WHAT THE TASK REQUIRES: From the records below, pull out every line that contains the word "please". Case counts.
======== DATA FOR THE TASK ========
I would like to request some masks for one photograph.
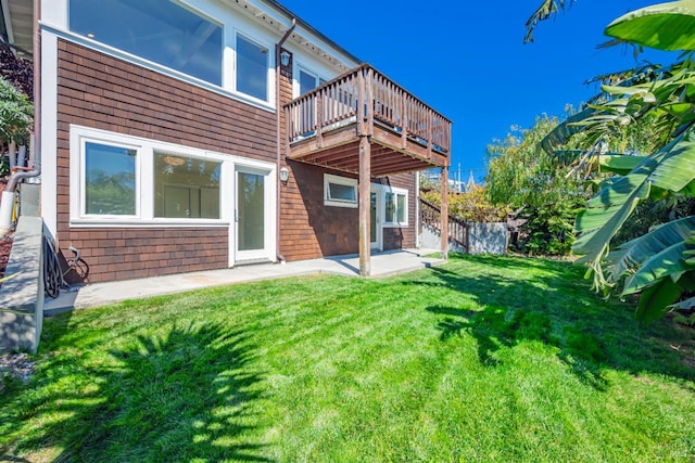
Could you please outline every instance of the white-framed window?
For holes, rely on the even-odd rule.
========
======== DATA FOR THE TASK ========
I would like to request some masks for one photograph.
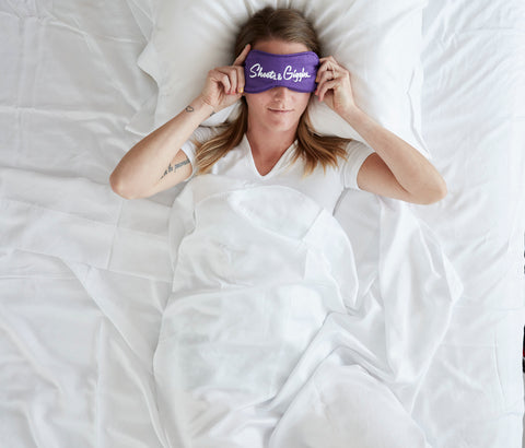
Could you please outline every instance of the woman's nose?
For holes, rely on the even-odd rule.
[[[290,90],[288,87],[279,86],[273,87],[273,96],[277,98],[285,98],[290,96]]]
========
FULL RESPONSE:
Could you please outline every instance of the white-framed window?
Could you please outline every instance of the woman's nose?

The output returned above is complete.